▶ **WRITTEN EXERCISE**:
Return each line from the items below that contains the string "boat".

▶ **LISTED ENTRIES**:
-- BEGIN --
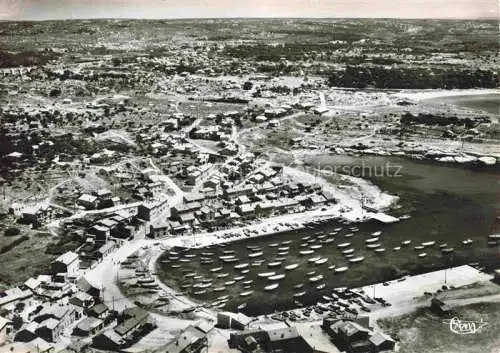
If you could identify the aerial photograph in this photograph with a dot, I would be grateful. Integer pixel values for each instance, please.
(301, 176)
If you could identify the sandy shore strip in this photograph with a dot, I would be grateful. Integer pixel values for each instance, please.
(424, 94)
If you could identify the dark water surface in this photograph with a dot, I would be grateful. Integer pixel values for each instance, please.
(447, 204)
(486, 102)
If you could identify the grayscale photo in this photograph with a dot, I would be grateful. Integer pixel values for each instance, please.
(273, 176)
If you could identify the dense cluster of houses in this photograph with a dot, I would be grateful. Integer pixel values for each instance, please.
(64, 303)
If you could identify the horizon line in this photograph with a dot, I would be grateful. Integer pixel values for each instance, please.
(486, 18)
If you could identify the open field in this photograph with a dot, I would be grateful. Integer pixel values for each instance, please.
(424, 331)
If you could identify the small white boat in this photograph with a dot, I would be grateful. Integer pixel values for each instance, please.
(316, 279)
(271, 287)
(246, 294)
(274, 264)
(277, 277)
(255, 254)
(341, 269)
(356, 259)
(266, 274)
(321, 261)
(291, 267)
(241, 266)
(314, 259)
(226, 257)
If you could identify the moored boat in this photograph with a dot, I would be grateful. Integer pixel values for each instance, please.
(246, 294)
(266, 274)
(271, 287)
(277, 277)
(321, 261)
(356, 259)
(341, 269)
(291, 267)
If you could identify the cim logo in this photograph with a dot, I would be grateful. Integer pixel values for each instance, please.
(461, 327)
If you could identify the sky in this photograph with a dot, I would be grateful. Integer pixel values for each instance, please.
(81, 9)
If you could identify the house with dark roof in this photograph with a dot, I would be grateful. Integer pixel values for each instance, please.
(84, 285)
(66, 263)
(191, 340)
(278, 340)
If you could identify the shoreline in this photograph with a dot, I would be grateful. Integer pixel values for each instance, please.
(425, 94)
-- END --
-- BEGIN --
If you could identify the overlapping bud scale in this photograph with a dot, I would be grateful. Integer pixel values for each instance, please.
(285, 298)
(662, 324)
-- END --
▶ **OUTPUT**:
If you could identify the small white boat in this photograph with a dot, I would be grateful. Integer pixel values for each instance, please.
If you could identify the moored boat in this photograph with a dot, I would be grateful. Integer pixel values for each instance, please.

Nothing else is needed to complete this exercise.